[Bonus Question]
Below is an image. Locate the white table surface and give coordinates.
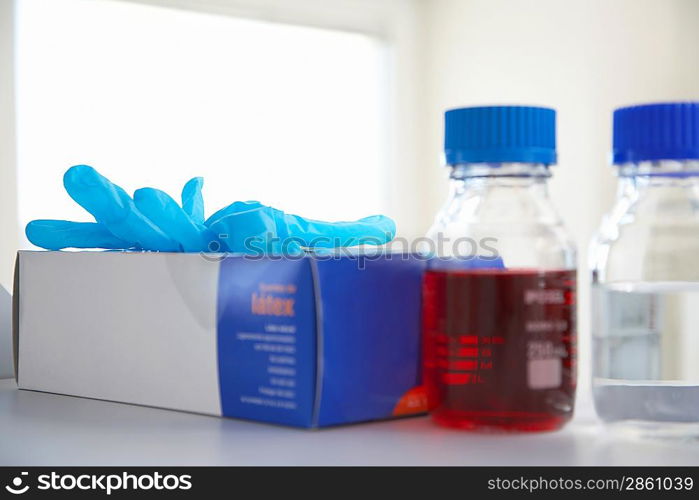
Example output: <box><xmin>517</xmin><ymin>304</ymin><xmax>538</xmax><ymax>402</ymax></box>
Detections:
<box><xmin>0</xmin><ymin>380</ymin><xmax>699</xmax><ymax>465</ymax></box>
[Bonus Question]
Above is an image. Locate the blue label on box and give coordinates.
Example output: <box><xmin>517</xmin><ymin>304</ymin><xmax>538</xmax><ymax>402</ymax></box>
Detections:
<box><xmin>316</xmin><ymin>254</ymin><xmax>426</xmax><ymax>426</ymax></box>
<box><xmin>217</xmin><ymin>256</ymin><xmax>316</xmax><ymax>427</ymax></box>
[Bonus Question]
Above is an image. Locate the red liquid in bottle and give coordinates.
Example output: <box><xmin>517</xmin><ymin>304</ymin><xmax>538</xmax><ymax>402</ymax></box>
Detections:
<box><xmin>423</xmin><ymin>269</ymin><xmax>576</xmax><ymax>431</ymax></box>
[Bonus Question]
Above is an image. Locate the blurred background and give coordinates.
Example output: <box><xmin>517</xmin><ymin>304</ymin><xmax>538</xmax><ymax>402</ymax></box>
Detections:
<box><xmin>0</xmin><ymin>0</ymin><xmax>699</xmax><ymax>403</ymax></box>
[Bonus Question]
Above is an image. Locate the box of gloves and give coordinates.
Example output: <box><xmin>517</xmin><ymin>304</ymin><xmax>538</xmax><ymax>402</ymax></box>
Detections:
<box><xmin>13</xmin><ymin>251</ymin><xmax>425</xmax><ymax>427</ymax></box>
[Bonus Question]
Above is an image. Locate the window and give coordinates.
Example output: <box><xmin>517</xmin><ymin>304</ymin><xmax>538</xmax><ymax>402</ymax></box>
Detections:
<box><xmin>16</xmin><ymin>0</ymin><xmax>388</xmax><ymax>237</ymax></box>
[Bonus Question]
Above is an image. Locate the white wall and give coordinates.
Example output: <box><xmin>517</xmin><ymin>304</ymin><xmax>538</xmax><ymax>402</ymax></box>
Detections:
<box><xmin>420</xmin><ymin>0</ymin><xmax>699</xmax><ymax>402</ymax></box>
<box><xmin>0</xmin><ymin>0</ymin><xmax>19</xmax><ymax>378</ymax></box>
<box><xmin>0</xmin><ymin>0</ymin><xmax>19</xmax><ymax>289</ymax></box>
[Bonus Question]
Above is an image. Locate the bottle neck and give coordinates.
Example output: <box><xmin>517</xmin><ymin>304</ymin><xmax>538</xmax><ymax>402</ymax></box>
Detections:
<box><xmin>449</xmin><ymin>163</ymin><xmax>551</xmax><ymax>198</ymax></box>
<box><xmin>618</xmin><ymin>160</ymin><xmax>699</xmax><ymax>179</ymax></box>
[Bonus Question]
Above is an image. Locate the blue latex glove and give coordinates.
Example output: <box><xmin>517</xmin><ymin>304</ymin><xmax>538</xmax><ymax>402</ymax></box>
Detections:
<box><xmin>26</xmin><ymin>165</ymin><xmax>395</xmax><ymax>254</ymax></box>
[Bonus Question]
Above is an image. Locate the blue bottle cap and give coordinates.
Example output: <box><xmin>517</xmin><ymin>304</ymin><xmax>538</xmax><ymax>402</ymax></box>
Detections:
<box><xmin>612</xmin><ymin>102</ymin><xmax>699</xmax><ymax>165</ymax></box>
<box><xmin>444</xmin><ymin>106</ymin><xmax>556</xmax><ymax>165</ymax></box>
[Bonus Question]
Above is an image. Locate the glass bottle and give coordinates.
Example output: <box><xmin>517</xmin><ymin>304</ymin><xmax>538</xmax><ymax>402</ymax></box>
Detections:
<box><xmin>423</xmin><ymin>106</ymin><xmax>576</xmax><ymax>431</ymax></box>
<box><xmin>590</xmin><ymin>103</ymin><xmax>699</xmax><ymax>435</ymax></box>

__________________________________________________

EXERCISE AIM:
Pick out every line of the items above that contains the word "bottle", and copy each line in full. Case counts.

ANSWER TO THE EXERCISE:
Above is an image. Locate the red liquid in bottle and give coordinates.
Above is an image. Locate the bottle neck and give coordinates.
Above is an image. Locate the blue bottle cap and give coordinates.
Above is an image. Locate the glass bottle and give coordinates.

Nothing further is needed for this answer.